• **EXTRAIT**:
◆ ◆ ◆ ◆ ◆ ◆ ◆
Mme Dilara Bayrak. Merci, Madame la présidente. Mais, compte tenu du fait que ces partenaires, qui sont des adversaires, pratiquent au quotidien le domaine des baux et loyers (TBL et CCBL inclus), et des retours qu'ils avaient de leurs assesseurs respectifs, le parlement a donné suite à leurs sollicitations et a créé une sous-commission.

Ensuite, celle-ci a été mise sur pause pendant quelque temps, histoire de voir si la réorganisation proposée par le Pouvoir judiciaire allait confirmer ses effets néfastes, ce qui fut le cas. Ce texte a été déposé il y a de nombreuses années, ce qui nous donne le recul nécessaire pour affirmer haut et fort que la réorganisation du Tribunal de première instance, par les effets qu'elle a eus sur le TBL et la CCBL, ne convient pas, n'est pas adéquate et ne permet pas que soient rendues des décisions de qualité, comme c'était le cas auparavant.

Dans cette situation, le Pouvoir judiciaire, qui réfute toute critique, a quand même décidé de déposer un amendement général au projet de loi afin d'en limiter les effets. Il a indiqué au parlement que s'il devait y avoir un texte, celui-ci devrait uniquement préciser que les juges affectés à la tâche du TBL et de la CCBL la pratiqueraient à titre principal. Cette notion extrêmement indéterminée n'a pas convaincu une majorité de la commission, qui s'est sentie quelque peu flouée.

Face au risque que cette intention du Pouvoir judiciaire ne se concrétise pas et ne soit pas appliquée ainsi qu'elle avait été présentée dans le cadre des débats, la commission a accepté un sous-amendement à cet amendement du Pouvoir judiciaire, afin de préciser ce que voulait dire «à titre principal». Cette modification à l'amendement du Pouvoir judiciaire a été acceptée: cette version du texte prévoit que les juges affectés au TBL et à la CCBL pratiquent cette fonction à hauteur d'une demi-charge à tout le moins.

Cela constitue une notion très claire et permet au TPI - et donc au Pouvoir judiciaire - de concrétiser ce qui nous a été présenté en commission, tout en supprimant la notion indéterminée qui pourrait être appliquée de manière alambiquée, et de donner des règles claires dans ce domaine. Je le rappelle encore une fois, au vu de la crise du logement et du consensus entre les deux entités que représentent la CGI et l'ASLOCA, il était important de donner suite à ces craintes afin que la réorganisation du TPI se fasse de manière correcte et conforme à la volonté du peuple. Je vous remercie, Madame la présidente.
◆ ◆ ◆ ◆ ◆ ◆ ◆
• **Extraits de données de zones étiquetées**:
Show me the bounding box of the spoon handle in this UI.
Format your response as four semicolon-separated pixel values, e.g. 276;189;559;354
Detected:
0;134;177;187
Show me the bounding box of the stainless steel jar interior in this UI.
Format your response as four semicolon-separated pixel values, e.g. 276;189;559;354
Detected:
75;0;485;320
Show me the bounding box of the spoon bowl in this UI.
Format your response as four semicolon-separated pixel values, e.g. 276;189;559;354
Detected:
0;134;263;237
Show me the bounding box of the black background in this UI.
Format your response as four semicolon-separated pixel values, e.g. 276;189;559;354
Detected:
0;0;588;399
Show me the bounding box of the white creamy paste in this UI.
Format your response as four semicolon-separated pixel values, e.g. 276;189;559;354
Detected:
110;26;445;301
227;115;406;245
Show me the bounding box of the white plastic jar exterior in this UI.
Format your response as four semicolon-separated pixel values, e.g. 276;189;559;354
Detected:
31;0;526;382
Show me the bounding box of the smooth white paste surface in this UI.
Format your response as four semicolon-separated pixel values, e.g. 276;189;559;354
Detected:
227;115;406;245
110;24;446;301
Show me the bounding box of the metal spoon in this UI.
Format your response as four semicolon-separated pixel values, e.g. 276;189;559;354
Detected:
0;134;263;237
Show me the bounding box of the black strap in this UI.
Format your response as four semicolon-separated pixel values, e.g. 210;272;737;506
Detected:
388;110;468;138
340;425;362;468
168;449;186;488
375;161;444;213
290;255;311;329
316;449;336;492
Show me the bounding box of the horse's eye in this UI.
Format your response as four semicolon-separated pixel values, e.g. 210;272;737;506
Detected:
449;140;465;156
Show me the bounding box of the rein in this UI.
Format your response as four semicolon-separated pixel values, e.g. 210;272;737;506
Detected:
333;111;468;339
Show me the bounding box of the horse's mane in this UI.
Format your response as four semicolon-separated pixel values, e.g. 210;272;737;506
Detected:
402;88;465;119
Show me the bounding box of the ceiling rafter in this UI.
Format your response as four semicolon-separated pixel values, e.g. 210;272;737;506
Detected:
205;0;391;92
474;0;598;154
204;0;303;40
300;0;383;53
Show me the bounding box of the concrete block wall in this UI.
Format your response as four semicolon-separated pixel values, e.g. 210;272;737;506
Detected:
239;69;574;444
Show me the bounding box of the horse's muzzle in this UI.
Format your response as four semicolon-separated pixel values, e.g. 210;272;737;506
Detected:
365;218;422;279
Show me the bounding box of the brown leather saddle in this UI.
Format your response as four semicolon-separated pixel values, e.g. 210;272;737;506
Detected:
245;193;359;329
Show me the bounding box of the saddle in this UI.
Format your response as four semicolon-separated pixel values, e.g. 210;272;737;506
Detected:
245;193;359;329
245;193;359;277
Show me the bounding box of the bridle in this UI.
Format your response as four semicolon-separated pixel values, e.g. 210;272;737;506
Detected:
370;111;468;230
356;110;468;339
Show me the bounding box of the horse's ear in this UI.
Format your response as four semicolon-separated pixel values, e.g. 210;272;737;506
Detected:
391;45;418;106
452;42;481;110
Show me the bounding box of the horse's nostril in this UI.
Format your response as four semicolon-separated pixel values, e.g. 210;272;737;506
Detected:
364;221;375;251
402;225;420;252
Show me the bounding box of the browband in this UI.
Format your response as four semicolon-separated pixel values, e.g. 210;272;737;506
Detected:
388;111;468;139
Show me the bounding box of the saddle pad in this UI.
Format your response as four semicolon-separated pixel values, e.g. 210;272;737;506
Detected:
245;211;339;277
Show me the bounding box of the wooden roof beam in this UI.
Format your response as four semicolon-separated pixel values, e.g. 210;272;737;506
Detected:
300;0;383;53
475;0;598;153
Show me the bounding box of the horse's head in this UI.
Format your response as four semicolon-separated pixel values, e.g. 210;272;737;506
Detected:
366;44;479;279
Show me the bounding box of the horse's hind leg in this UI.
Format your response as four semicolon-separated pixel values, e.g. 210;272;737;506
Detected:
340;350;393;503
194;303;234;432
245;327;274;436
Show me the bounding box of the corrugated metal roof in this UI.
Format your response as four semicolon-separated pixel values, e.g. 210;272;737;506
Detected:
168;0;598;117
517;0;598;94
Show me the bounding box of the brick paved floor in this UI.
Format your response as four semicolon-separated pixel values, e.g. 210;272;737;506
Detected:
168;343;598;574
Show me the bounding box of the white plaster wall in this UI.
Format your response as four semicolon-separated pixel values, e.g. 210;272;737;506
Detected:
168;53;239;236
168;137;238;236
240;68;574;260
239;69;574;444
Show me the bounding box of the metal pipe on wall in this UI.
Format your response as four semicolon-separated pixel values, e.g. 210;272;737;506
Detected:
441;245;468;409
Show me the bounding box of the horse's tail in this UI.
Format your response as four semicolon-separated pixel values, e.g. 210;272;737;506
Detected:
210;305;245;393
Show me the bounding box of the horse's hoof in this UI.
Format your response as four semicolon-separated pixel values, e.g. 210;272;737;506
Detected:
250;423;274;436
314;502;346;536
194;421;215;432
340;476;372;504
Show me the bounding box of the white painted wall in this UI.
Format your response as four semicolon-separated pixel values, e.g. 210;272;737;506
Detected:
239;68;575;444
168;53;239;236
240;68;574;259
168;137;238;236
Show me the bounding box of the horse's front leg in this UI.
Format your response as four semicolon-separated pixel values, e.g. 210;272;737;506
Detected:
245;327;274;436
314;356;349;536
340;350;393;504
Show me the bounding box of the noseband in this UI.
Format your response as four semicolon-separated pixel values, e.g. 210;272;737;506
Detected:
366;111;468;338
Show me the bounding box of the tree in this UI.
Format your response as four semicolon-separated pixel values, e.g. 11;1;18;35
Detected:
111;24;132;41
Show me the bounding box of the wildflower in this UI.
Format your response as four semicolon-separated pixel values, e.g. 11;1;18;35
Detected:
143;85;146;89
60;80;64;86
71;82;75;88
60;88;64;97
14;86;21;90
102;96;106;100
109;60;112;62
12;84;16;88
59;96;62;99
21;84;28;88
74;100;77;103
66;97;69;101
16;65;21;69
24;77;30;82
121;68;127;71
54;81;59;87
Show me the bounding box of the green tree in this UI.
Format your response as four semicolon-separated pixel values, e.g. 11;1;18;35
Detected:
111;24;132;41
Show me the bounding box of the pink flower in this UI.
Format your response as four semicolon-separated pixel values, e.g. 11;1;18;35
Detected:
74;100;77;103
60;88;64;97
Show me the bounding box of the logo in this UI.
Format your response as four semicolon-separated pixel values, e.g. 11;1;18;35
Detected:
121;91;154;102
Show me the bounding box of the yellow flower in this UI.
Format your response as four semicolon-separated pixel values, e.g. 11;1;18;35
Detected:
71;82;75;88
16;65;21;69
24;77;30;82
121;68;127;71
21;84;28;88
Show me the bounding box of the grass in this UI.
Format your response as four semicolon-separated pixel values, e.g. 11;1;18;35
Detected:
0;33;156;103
◆ ◆ ◆ ◆ ◆ ◆ ◆
• **CONSIGNES**:
- 1) Recopiez le passage de l'extrait qui va de «Face au risque» à «tout le moins.».
- 2) Dites si chaque affirmation concorde avec l'extrait, par oui ou par non, en citant mot pour mot les mots de l'extrait qui tranchent : (a) la commission a accepté un sous-amendement à l'amendement du Pouvoir judiciaire ; (b) le texte a été déposé il y a peu de temps ; (c) les juges affectés au TBL et à la CCBL exercent cette fonction au moins à mi-temps.
Pour répondre, appuyez-vous uniquement sur l'extrait.

• **RÉPONSES**:
- 1)
Face au risque que cette intention du Pouvoir judiciaire ne se concrétise pas et ne soit pas appliquée ainsi qu'elle avait été présentée dans le cadre des débats, la commission a accepté un sous-amendement à cet amendement du Pouvoir judiciaire, afin de préciser ce que voulait dire «à titre principal». Cette modification à l'amendement du Pouvoir judiciaire a été acceptée: cette version du texte prévoit que les juges affectés au TBL et à la CCBL pratiquent cette fonction à hauteur d'une demi-charge à tout le moins.

- 2)
(a) Oui : « la commission a accepté un sous-amendement à cet amendement du Pouvoir judiciaire ».
(b) Non : « Ce texte a été déposé il y a de nombreuses années ».
(c) Oui : « pratiquent cette fonction à hauteur d'une demi-charge à tout le moins ».